> Given instruction
Locate each line in the material below that contains the word "clock" and copy those lines.

[Dataset extracts labeled with boxes]
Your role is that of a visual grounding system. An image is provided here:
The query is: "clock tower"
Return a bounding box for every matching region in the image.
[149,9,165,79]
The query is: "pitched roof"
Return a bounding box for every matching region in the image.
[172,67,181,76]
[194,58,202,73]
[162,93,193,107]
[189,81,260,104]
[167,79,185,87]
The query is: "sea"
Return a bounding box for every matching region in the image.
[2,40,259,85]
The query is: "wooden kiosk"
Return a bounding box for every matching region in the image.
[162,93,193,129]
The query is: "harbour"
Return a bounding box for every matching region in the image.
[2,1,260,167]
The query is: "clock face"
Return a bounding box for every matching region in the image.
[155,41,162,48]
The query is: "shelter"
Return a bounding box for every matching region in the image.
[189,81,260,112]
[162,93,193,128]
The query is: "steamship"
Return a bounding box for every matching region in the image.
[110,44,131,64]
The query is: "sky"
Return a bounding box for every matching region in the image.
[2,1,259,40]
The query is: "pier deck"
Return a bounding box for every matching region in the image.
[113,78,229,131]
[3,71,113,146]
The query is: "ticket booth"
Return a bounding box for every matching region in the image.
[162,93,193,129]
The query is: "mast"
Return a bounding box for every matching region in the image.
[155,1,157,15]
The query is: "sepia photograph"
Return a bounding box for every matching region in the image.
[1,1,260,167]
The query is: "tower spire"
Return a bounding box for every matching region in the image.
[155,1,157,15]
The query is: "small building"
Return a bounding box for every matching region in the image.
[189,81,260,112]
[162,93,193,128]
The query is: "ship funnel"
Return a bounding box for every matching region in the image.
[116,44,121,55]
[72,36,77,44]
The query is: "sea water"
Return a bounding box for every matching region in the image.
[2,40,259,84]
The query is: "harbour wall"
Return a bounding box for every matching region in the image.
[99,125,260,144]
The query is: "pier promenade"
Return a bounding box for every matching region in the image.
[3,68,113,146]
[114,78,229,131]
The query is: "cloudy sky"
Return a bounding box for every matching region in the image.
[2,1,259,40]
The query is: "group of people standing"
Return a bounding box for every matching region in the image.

> Full output
The query is: "clock tower"
The query is: "clock face"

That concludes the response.